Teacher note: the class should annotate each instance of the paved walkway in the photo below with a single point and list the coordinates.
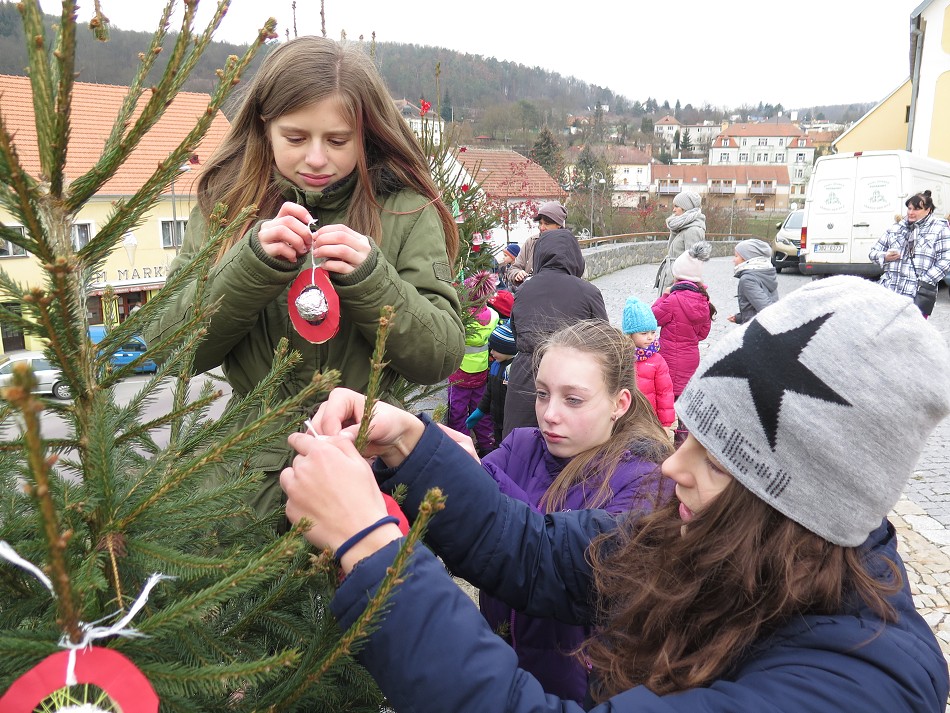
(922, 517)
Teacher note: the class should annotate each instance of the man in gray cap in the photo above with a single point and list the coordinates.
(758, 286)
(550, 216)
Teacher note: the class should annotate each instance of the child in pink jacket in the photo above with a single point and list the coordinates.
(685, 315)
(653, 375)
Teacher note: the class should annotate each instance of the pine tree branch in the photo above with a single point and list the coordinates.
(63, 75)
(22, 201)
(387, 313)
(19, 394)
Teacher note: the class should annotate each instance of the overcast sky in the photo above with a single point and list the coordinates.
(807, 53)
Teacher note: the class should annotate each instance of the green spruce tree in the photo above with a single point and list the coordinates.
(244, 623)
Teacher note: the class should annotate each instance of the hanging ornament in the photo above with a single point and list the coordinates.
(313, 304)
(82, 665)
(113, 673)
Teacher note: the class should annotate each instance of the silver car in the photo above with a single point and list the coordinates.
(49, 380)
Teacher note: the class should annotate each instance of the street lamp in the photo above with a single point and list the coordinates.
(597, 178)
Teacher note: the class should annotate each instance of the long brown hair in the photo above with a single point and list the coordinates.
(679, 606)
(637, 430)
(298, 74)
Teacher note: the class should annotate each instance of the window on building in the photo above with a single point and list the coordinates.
********************
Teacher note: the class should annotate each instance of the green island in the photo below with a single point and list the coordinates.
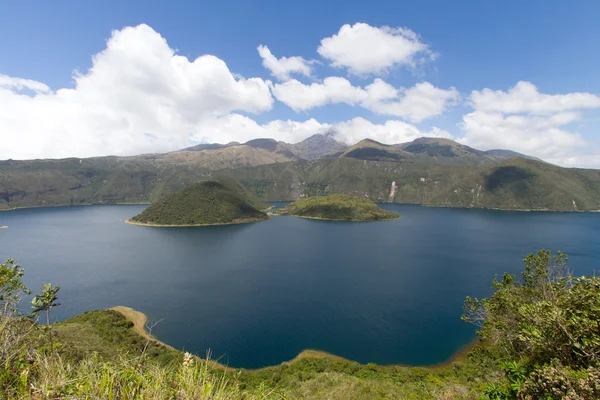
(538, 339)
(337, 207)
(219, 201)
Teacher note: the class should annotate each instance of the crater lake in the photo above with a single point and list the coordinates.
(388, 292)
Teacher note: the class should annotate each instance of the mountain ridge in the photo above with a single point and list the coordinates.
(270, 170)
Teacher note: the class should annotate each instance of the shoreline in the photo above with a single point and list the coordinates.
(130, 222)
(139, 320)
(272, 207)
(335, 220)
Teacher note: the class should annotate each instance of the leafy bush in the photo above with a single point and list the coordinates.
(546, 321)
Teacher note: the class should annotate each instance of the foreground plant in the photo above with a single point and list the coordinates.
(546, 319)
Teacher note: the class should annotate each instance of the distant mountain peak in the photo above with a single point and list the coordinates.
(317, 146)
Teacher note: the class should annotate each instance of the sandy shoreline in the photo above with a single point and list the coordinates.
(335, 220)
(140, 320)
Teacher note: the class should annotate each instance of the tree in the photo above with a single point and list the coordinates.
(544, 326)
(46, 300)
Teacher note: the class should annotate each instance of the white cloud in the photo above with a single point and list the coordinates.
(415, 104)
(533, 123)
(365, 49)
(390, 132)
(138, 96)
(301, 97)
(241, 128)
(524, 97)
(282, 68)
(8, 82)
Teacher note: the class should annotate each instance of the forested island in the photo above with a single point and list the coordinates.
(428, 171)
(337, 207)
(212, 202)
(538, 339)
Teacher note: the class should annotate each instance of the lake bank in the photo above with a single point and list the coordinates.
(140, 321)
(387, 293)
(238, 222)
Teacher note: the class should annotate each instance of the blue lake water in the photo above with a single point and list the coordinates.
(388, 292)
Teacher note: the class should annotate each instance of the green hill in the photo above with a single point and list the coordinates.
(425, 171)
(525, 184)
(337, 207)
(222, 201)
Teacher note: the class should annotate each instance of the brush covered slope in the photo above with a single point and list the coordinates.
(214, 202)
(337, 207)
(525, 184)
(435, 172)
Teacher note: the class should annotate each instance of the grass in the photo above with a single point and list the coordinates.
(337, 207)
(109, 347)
********************
-- THE PROBLEM --
Begin at the line that has "of the long" in the entries above; stop after the line that has "of the window". Transcribe exactly those lines and no others.

-- RESPONSE BOX --
Teacher note: the class should annotate each instance of the long brown hair in the photo above with a single point and list the coordinates.
(679, 606)
(637, 430)
(298, 74)
Teacher note: the class should annotate each instance of the window on building in the photo above with a single point and list the coordinates.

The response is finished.